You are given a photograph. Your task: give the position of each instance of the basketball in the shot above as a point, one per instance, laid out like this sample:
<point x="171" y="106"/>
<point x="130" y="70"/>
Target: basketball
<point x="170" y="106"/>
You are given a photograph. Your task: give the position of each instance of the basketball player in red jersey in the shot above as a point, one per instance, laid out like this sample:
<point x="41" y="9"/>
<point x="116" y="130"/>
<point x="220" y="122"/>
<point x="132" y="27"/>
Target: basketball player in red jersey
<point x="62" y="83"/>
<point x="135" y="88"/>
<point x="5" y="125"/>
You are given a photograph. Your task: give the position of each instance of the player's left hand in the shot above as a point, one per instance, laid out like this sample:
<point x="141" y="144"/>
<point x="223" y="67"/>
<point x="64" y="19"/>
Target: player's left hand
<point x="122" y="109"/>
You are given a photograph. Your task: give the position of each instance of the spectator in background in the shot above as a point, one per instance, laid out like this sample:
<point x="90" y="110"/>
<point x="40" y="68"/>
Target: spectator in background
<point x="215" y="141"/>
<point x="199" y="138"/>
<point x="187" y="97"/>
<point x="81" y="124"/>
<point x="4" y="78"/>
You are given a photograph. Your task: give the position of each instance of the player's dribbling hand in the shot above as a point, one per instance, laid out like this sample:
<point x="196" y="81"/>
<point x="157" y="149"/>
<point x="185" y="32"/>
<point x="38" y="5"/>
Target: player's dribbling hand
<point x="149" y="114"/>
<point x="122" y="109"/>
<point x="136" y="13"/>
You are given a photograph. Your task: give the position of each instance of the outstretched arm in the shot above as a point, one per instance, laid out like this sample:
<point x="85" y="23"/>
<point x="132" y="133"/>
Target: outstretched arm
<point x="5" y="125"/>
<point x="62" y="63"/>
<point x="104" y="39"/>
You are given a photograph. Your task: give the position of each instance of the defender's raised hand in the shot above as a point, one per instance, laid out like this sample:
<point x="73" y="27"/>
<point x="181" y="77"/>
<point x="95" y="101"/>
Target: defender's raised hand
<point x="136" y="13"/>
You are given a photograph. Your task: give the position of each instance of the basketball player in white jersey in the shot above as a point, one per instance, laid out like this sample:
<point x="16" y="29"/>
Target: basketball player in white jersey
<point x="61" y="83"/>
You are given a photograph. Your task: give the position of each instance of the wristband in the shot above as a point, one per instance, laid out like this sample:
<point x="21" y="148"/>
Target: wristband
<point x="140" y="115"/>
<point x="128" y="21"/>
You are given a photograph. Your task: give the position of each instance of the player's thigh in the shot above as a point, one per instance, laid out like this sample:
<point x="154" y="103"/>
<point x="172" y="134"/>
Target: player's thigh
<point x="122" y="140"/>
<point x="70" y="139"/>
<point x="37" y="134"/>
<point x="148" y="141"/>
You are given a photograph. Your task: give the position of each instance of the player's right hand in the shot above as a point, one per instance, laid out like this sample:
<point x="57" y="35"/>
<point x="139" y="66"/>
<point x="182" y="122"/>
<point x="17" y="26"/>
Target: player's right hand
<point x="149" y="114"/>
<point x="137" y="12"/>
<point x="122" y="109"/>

▶ _ASSIGNMENT_
Please repeat every entry, exactly as it was written.

▶ _ANSWER SPACE_
You are given a photograph. Your task: give the position of each instance of the basketball in the shot above as a point, one per instance, laid out like this sample:
<point x="171" y="106"/>
<point x="130" y="70"/>
Target: basketball
<point x="170" y="106"/>
You are given a photograph. Your task: give the position of each instance of the basketball player in red jersey in the shot above as a point, one per instance, laid out like this sample:
<point x="41" y="9"/>
<point x="116" y="130"/>
<point x="220" y="122"/>
<point x="132" y="27"/>
Target: basketball player in red jersey
<point x="62" y="83"/>
<point x="135" y="88"/>
<point x="5" y="125"/>
You are given a photograph. Your task: give the position of each instance of the player's left hand in the shot above as a point, one per instance, laid out like this sample:
<point x="141" y="144"/>
<point x="223" y="67"/>
<point x="64" y="19"/>
Target: player's left hand
<point x="122" y="109"/>
You are given a photograph. Your task: give the position of each instance of the spectator in background in the shot above as a point, one per instance, laid out like this sample:
<point x="90" y="110"/>
<point x="40" y="68"/>
Target: spectator in background
<point x="215" y="141"/>
<point x="199" y="138"/>
<point x="187" y="97"/>
<point x="81" y="124"/>
<point x="4" y="78"/>
You are given a photograph. Your task: give the position of each instance of the player's dribbling hand in the shot above as a point, one per instance, laid out like this sample:
<point x="196" y="81"/>
<point x="157" y="149"/>
<point x="185" y="32"/>
<point x="38" y="5"/>
Target: player's dribbling hand
<point x="149" y="114"/>
<point x="122" y="109"/>
<point x="136" y="13"/>
You are given a photograph. Your task: give the position of each instance of the outstretched arm in the shot above as a point, one per instance, laid out like this sample:
<point x="85" y="23"/>
<point x="132" y="133"/>
Target: outstretched arm
<point x="5" y="125"/>
<point x="62" y="63"/>
<point x="104" y="39"/>
You are given a photograph. Your task: give the position of each instance of the defender's raised hand in the shot above as a point, one per instance, laid out like this sample:
<point x="73" y="27"/>
<point x="181" y="77"/>
<point x="95" y="101"/>
Target: defender's raised hand
<point x="136" y="13"/>
You are given a photograph. Your task: give the position of each instance of the basketball player in white jersey in the shot above as a point, one per instance, laid out like this sample:
<point x="16" y="29"/>
Target: basketball player in white jersey
<point x="61" y="83"/>
You are given a photograph. Your task: give the position of each instance of the wristband in the shot above as a point, one per instance, laid out like this sample:
<point x="21" y="148"/>
Target: wristband
<point x="140" y="115"/>
<point x="128" y="21"/>
You are given a photograph. Your task: give the position of each instance of the player's thigh in the shot above as a point, one per instance, laid out like this sample:
<point x="154" y="103"/>
<point x="172" y="134"/>
Target: player's thigh
<point x="122" y="140"/>
<point x="70" y="139"/>
<point x="37" y="134"/>
<point x="148" y="141"/>
You are given a photograph. Your task: give the position of each instance of the player's right hand in the shot above as a point, one per instance, laid out like this sample:
<point x="57" y="35"/>
<point x="139" y="66"/>
<point x="182" y="122"/>
<point x="17" y="26"/>
Target: player's right hand
<point x="149" y="114"/>
<point x="137" y="12"/>
<point x="122" y="109"/>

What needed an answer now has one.